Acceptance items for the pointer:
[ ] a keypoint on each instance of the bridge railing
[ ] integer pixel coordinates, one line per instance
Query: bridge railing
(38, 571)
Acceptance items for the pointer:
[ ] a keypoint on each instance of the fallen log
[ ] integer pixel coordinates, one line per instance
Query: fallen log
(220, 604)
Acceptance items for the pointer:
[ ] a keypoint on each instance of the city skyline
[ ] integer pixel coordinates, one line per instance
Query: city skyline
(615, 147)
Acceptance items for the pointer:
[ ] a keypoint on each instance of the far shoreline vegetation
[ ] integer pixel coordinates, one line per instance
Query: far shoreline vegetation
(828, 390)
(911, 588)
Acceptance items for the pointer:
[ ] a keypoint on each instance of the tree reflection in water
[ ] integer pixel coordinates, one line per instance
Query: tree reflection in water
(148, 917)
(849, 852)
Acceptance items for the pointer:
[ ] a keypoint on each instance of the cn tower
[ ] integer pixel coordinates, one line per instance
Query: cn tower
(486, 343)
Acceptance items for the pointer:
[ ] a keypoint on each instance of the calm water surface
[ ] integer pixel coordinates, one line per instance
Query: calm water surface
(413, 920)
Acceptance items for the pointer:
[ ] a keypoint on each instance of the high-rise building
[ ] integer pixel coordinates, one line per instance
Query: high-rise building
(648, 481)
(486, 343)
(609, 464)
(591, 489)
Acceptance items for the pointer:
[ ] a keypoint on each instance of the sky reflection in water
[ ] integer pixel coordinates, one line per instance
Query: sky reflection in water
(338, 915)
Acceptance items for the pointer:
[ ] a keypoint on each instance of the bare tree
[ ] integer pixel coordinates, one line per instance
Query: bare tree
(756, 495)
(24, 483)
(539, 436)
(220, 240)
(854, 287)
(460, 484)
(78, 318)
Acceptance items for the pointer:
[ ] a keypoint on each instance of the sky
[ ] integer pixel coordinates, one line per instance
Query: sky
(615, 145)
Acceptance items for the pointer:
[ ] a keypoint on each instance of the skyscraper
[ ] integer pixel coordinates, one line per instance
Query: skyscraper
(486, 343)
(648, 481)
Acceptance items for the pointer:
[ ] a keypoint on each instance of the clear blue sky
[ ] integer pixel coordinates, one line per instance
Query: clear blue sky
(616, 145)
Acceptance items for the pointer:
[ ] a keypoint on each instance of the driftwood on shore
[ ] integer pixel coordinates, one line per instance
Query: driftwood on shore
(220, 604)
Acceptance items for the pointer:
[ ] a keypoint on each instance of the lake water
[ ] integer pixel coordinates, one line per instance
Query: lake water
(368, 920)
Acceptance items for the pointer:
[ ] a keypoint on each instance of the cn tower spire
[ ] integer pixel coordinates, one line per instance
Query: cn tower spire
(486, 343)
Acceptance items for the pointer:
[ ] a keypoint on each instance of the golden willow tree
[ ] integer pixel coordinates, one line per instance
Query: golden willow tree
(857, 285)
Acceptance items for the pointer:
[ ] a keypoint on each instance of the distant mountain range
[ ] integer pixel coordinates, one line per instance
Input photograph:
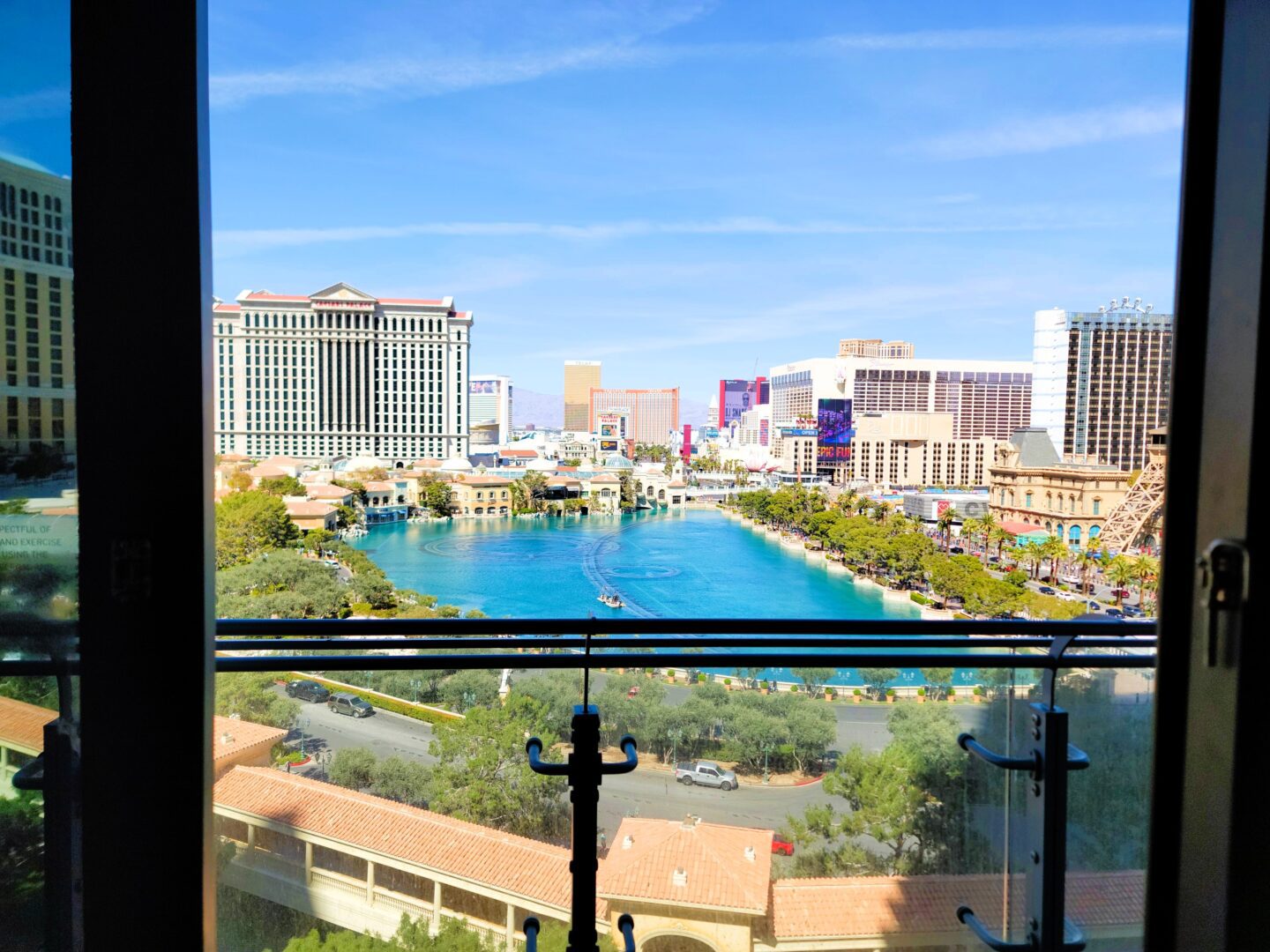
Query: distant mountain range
(546, 410)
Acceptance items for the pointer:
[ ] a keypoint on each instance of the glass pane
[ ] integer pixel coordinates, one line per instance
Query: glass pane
(392, 802)
(26, 706)
(38, 490)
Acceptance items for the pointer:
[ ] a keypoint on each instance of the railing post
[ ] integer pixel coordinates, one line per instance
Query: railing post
(585, 770)
(1050, 762)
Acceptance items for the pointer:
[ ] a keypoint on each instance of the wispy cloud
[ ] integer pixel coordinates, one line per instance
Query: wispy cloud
(438, 75)
(230, 242)
(40, 104)
(1050, 132)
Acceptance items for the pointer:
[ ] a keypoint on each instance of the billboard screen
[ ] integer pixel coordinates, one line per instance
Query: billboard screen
(833, 432)
(736, 397)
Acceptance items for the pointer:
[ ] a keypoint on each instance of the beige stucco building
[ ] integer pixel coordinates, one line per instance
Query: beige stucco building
(38, 405)
(1030, 484)
(915, 450)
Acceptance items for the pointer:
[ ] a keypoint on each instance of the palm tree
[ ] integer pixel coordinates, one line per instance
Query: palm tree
(1001, 536)
(1085, 560)
(945, 524)
(1120, 573)
(986, 524)
(969, 528)
(1053, 550)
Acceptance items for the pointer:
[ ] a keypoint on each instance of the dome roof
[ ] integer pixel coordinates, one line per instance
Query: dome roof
(358, 464)
(456, 464)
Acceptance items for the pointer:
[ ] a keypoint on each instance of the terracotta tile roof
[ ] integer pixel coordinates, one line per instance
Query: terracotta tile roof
(501, 859)
(23, 725)
(877, 905)
(325, 490)
(308, 508)
(231, 736)
(718, 874)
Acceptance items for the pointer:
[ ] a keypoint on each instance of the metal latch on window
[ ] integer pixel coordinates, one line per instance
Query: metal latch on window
(1224, 579)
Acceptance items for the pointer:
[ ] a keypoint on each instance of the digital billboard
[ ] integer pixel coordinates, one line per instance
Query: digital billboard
(833, 432)
(736, 397)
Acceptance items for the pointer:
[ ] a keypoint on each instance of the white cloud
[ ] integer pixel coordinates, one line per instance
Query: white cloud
(34, 106)
(1050, 132)
(228, 242)
(437, 75)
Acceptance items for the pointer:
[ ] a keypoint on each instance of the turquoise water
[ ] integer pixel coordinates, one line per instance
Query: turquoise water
(690, 564)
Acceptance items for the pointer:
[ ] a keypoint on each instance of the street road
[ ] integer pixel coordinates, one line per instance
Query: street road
(639, 793)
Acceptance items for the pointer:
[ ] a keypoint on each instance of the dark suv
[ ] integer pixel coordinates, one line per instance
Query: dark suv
(308, 691)
(349, 704)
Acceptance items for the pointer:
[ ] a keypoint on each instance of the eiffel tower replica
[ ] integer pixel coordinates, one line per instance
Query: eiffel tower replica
(1142, 504)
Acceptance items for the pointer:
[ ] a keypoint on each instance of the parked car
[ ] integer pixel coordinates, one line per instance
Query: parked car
(308, 691)
(705, 775)
(351, 704)
(782, 845)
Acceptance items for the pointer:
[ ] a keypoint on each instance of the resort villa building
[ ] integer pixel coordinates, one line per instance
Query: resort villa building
(1029, 484)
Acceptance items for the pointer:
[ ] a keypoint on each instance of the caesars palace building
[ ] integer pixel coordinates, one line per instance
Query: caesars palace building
(340, 374)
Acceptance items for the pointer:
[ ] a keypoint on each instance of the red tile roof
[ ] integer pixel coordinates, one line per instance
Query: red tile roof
(877, 905)
(23, 725)
(716, 873)
(501, 859)
(231, 736)
(309, 509)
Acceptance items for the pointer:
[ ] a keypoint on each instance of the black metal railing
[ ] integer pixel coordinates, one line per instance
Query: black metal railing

********************

TASK GOAL: Repeat the records above verbatim, with no pictures in the result.

WRITTEN SOLUTION:
Acceptance items for the pointer:
[ ] a keypoint on each instance of the bridge railing
[ ] integer pixel coordinates, one line per instance
Query: bridge railing
(38, 571)
Acceptance items for the pointer:
[ ] a keypoint on each instance of the fallen log
[ ] integer pixel coordinates, one line per instance
Query: fallen log
(220, 604)
Acceptance items for the pointer:
[ ] a keypoint on each instance of the city skyline
[ ] integer pixel coordinates, one line per instance
Query: city skyline
(615, 147)
Acceptance items for the pointer:
[ ] a keypoint on each instance of the far shoreline vegetation
[ ] integer pixel coordinates, one line per instance
Query: far shoreline vegetation
(828, 390)
(911, 588)
Acceptance items for the pointer:
[ ] a keypoint on each instance of the tree reflection in water
[ ] integer pixel coordinates, one line per instance
Query: tree reflection in water
(148, 917)
(849, 852)
Acceptance items for the pointer:
[ ] a keypoint on each instance of the cn tower
[ ] integer pixel coordinates, one line per instance
Query: cn tower
(486, 343)
Acceptance items for the pointer:
[ ] a keypoint on each instance of the calm water surface
[ ] integer pixel coordinates, one line per instance
Query: calm water surface
(413, 920)
Acceptance items for the pointer:
[ ] a keypoint on each instance of the high-rise building
[ ] integer pixel coordinates, one line per instance
Query: high-rise building
(648, 481)
(486, 343)
(609, 464)
(591, 489)
Acceptance items for the pointer:
[ ] a keypoint on each instance of the sky reflection in water
[ ] integer pixel coordinates, one line per instance
Query: sky reflection in water
(338, 915)
Acceptance items for the pointer:
[ ] a keypoint on each instance of the bare tree
[ ] integer pixel coordinates, one line per instance
Query: bare tree
(756, 495)
(24, 483)
(539, 436)
(220, 240)
(854, 287)
(460, 484)
(78, 318)
Acceptance items for the pointer:
[ ] a keypoint on each instance of the sky
[ ] integer pixel coordinates, one line per instance
Query: sky
(615, 145)
Acceptance items for the pointer:
[ ] a keypoint on each instance of the skyscraper
[ ] integer pixel coordinates, one line per instance
Query: skyscraper
(486, 343)
(648, 481)
Acceptance items for the pointer:
[ ] a keypoint on each instance of the clear blue sky
[ ] integer pixel coordinates, one line per instance
Query: clear blue sky
(616, 145)
Acceptance items for the pointer:
[ ] a keypoint on each instance of the driftwood on shore
[ ] integer pixel coordinates, one line per instance
Query: driftwood on shore
(220, 604)
Acceptance items for the pointer:
[ ] a keypoint on each instance of the lake water
[ ] integer pixel coordinates, one line per instance
Query: lake water
(368, 920)
Acceptance items for the pointer:
[ ] a keypoint on each instance of the cn tower spire
[ ] integer pixel coordinates, one line per instance
Query: cn tower spire
(486, 343)
Acceptance items for the pointer:
[ ] a keypoint on each instance of the golden willow tree
[ ] integer pixel coordinates, one line per instance
Query: golden willow tree
(857, 285)
Acceptance items for the pointer:
[ ] a keypoint on each instance of the distant mountain range
[ ] integer pixel coordinates, one line per instance
Input photograph:
Query: distant mountain range
(546, 410)
Acceptance items for the pointer:
[ ] a keypoint on each instance of the glass pane
[ ] integer pixel coordinates, one line per instance
Query: glass pane
(392, 802)
(26, 706)
(38, 490)
Acceptance items for the pointer:
[ ] a keypoint on each instance of the railing post
[ ] integer pixel coordinates, one line per instance
Query: railing post
(585, 770)
(1050, 762)
Acceptance items for the pointer:
[ ] a keypoint on each instance of the wispy cloud
[ ] integer pixel coordinates, one line per instance
Query: wispy cloud
(438, 75)
(230, 242)
(40, 104)
(1050, 132)
Acceptance items for the pointer:
[ ] a keypoint on each instance of the billboard screen
[ ] integer pixel coordinates, one line per instance
Query: billboard screen
(833, 432)
(736, 397)
Acceptance items for the pointer:
[ ] a keypoint on each instance of the beige stucco building
[ ] integer pixel coordinates, one line per instance
Query: beige stucco building
(38, 405)
(1030, 484)
(915, 450)
Acceptance items for the pointer:
[ ] a keypoint on each instance of the palm tree
[ ] integer pixel coordinates, one line per instance
Query: palm tree
(1001, 536)
(1085, 560)
(945, 524)
(1120, 573)
(986, 524)
(969, 528)
(1053, 550)
Acceptance items for the pointer:
[ ] a keypoint on each instance of the dome roof
[ ] integer pixel coordinates, one line per instance
Query: dome roof
(358, 464)
(456, 464)
Acceptance items for the pointer:
[ ] a keypoint on each instance of the terracotta tile roof
[ ] integer pixel coordinates, one line per instance
Query: terracotta tile roof
(501, 859)
(23, 725)
(877, 905)
(325, 490)
(308, 508)
(231, 736)
(718, 874)
Acceptance items for the pointer:
[ ] a keypoint on each instance of the metal latch on window
[ ] integer pixel coordinates, one line per instance
Query: metal latch on window
(1224, 579)
Acceptance items for the pointer:
[ ] a keypoint on each instance of the digital billboard
[ ] integer pixel coordinates, one line per instance
Query: digital billboard
(833, 432)
(736, 397)
Acceptance items for the pointer:
[ ] a keypoint on each instance of the white cloud
[ ] integer pixel coordinates, one line per instance
Query: white cloud
(34, 106)
(1050, 132)
(228, 242)
(437, 75)
Acceptance items for the pointer:
[ ] a keypoint on each instance of the turquoise water
[ ] integer pixel coordinates, one line per instance
Query: turquoise water
(690, 564)
Acceptance items for the pointer:
[ ] a keypoint on each instance of the street road
[ ] integer pixel coordinates, one line per instance
Query: street road
(639, 793)
Acceptance items for the pointer:
[ ] a keypoint on each instance of the dark suv
[ ] integer pixel coordinates, one line per instance
Query: dark suv
(308, 691)
(349, 704)
Acceptance items for the pointer:
[ ] a keypoint on each instance of the eiffel tower replica
[ ] integer pixel coordinates, one line per instance
Query: eiffel tower replica
(1142, 504)
Acceptance items for the pointer:
[ ] a keypoint on each instance of the parked car
[ ] integer pixel coordinates, one line per instance
Query: parked car
(308, 691)
(705, 775)
(351, 704)
(782, 845)
Acceptance items for the pointer:
[ ] a keypoint on each instance of the resort villa building
[ ] integer pixel coordinates, one line per instance
Query: resort villa building
(1029, 484)
Acceptance items for the pointer:
[ ] a keypoint on each instance of the caesars palace building
[ ] integer pixel coordinates, one line per instance
Query: caesars palace building
(340, 374)
Acceptance items for the pointer:
[ ] a keypoint on each instance of the red tile roof
[ ] integer pixel coordinates, one line per instance
Query: red tile roof
(877, 905)
(23, 725)
(716, 873)
(501, 859)
(231, 736)
(309, 509)
Acceptance items for the pointer:
[ ] a keypoint on each instance of the black metal railing
[ ] integer pixel coordinates, one line per instance
Query: black metal railing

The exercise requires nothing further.